• EXERCISE INSTRUCTIONS: Each line of the records below that holds "mirror" should be returned.
--- START ---
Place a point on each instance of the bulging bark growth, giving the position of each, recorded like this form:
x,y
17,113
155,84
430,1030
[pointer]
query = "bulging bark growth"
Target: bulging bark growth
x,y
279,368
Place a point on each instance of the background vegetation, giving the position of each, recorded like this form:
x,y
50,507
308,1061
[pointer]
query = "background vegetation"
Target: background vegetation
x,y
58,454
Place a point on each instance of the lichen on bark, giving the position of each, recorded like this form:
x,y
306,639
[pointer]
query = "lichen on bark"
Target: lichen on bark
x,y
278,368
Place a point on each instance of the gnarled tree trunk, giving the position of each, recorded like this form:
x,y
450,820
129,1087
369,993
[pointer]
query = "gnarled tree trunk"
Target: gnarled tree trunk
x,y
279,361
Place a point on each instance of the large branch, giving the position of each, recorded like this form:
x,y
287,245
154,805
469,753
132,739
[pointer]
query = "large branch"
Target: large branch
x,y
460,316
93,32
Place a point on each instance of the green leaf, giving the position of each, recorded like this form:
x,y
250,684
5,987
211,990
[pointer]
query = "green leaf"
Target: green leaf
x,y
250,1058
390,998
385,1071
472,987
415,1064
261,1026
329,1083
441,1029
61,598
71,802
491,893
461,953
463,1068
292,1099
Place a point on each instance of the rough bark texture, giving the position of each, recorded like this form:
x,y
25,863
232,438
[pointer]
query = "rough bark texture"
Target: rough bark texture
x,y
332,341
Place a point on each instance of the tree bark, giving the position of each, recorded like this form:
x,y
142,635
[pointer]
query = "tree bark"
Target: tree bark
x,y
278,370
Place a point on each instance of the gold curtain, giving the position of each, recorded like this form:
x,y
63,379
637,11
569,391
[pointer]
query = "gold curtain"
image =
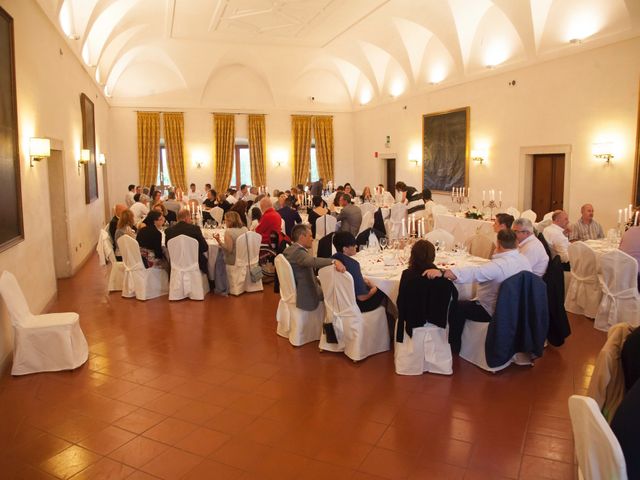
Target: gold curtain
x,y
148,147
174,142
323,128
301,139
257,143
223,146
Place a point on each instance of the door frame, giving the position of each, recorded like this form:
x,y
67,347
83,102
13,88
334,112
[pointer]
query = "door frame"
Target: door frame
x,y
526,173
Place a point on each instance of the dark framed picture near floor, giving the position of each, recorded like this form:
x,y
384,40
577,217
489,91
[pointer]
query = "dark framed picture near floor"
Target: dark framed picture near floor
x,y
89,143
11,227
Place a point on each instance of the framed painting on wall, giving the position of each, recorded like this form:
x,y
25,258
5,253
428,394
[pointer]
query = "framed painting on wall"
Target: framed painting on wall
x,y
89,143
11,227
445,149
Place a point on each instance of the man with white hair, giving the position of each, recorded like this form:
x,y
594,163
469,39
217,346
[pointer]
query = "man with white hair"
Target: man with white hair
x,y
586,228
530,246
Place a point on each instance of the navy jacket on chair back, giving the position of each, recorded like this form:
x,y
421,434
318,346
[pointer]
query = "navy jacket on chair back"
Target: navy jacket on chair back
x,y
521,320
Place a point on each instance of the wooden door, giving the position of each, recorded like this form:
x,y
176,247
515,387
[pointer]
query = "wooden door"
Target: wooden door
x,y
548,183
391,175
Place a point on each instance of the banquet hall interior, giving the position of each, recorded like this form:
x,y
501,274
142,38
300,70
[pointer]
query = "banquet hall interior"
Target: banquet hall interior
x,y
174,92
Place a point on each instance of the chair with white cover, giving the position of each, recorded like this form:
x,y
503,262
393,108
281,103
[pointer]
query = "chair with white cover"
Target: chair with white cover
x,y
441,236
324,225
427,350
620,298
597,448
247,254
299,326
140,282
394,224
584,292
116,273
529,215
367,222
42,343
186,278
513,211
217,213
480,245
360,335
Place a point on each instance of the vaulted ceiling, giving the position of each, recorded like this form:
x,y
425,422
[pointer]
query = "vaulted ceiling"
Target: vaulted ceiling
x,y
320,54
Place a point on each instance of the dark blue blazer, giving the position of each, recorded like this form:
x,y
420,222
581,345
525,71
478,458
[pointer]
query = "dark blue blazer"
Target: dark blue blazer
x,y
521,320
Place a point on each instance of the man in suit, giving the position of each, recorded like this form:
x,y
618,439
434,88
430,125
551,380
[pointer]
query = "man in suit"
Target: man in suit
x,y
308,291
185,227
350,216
--- END ---
--- START ---
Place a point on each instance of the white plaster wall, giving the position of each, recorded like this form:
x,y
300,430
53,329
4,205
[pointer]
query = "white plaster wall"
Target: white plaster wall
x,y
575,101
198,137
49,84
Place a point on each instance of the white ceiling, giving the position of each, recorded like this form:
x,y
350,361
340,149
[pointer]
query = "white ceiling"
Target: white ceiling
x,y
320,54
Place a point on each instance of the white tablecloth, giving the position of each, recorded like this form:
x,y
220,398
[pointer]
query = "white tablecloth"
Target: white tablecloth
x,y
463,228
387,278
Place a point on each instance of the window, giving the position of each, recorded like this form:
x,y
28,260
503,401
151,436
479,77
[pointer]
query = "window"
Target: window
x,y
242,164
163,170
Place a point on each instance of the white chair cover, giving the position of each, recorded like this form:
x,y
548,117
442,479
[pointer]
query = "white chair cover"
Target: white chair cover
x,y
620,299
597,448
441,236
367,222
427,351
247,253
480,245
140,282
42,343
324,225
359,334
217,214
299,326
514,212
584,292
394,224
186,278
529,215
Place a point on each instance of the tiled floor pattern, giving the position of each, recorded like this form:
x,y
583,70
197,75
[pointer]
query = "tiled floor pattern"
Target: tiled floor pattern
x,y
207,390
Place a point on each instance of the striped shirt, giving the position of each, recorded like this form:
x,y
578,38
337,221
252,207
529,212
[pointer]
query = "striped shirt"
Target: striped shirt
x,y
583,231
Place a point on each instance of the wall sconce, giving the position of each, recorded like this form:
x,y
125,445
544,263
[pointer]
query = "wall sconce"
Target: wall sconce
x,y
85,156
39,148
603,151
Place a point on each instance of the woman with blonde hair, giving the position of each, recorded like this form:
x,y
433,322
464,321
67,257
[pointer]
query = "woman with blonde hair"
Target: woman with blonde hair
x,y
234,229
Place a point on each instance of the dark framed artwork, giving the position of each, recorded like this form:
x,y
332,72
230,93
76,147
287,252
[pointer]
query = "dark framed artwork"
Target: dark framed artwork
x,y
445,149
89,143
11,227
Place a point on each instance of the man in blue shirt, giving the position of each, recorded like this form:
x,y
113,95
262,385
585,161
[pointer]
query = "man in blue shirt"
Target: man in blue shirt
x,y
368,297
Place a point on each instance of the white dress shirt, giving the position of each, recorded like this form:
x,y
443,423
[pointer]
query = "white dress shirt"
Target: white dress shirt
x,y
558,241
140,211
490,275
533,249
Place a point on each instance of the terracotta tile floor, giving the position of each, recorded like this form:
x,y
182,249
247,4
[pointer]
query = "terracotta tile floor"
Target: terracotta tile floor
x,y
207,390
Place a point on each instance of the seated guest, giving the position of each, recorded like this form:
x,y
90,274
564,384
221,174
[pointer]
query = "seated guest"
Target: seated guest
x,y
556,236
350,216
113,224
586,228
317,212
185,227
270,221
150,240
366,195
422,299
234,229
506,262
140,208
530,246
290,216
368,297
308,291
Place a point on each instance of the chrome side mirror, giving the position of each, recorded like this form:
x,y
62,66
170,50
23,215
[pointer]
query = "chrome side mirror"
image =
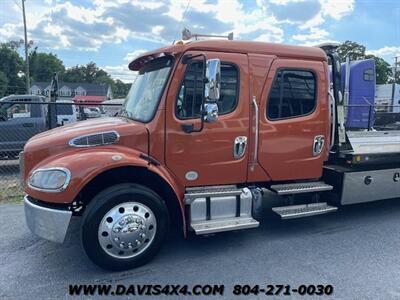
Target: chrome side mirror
--- END ---
--- START ---
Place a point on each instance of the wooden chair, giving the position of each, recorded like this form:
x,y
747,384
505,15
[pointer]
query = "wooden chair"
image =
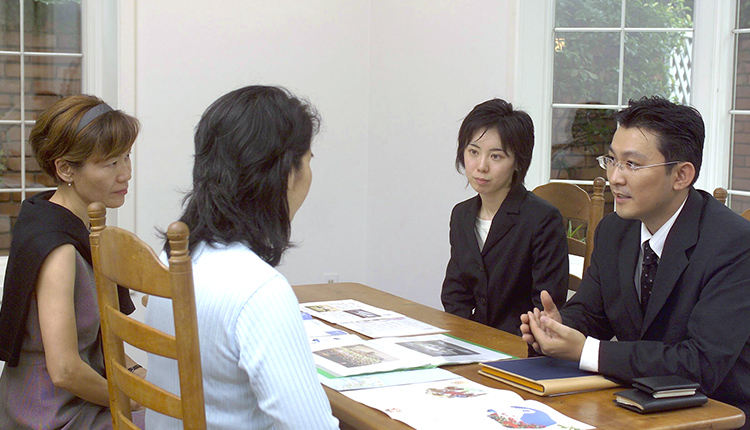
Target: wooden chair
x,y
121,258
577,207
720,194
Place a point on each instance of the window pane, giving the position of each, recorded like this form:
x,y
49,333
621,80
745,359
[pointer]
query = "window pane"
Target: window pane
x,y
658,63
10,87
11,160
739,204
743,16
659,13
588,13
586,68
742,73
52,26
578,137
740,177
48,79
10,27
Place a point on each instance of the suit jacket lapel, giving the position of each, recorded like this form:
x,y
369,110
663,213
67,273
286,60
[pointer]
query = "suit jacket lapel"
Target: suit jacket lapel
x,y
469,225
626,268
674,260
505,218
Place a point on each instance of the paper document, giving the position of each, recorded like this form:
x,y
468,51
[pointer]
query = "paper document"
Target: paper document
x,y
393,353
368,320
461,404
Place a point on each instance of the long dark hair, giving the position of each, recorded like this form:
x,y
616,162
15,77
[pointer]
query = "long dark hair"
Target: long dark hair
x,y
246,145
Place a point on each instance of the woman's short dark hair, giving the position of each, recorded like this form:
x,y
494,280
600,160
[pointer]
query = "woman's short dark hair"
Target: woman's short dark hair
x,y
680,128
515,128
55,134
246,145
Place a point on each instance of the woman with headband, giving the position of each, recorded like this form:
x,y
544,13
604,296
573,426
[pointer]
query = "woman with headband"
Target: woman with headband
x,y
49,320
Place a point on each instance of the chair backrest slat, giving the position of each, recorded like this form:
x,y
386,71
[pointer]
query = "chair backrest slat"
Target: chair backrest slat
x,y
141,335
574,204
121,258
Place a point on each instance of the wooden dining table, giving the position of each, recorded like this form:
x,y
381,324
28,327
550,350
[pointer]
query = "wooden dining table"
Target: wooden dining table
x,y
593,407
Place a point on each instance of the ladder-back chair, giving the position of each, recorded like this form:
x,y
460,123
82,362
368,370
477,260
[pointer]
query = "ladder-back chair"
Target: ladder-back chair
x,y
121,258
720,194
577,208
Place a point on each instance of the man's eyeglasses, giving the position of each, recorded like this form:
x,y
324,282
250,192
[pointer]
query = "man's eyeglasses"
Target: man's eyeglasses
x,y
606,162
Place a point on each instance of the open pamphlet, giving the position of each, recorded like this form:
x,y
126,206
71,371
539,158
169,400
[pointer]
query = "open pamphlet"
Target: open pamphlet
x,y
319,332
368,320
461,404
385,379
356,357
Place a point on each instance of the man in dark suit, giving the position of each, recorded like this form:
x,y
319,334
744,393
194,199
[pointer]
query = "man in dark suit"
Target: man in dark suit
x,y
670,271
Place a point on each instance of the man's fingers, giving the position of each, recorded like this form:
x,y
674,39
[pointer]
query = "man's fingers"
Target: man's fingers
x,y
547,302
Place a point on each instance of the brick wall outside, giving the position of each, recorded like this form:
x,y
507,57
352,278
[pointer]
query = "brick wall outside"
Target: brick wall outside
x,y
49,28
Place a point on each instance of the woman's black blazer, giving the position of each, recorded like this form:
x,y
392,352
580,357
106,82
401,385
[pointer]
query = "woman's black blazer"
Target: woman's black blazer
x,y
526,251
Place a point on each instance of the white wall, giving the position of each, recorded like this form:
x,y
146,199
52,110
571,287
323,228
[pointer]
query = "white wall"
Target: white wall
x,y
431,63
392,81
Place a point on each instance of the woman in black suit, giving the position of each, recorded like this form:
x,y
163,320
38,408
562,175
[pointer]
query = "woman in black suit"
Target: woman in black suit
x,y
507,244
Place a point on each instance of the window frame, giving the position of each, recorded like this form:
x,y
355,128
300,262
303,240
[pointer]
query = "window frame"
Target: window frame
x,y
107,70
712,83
--- END ---
• ANSWER BELOW:
Place a point on each instance of the chrome side mirror, giving the position of each, recorded like this form:
query = "chrome side mirror"
Target: chrome side mirror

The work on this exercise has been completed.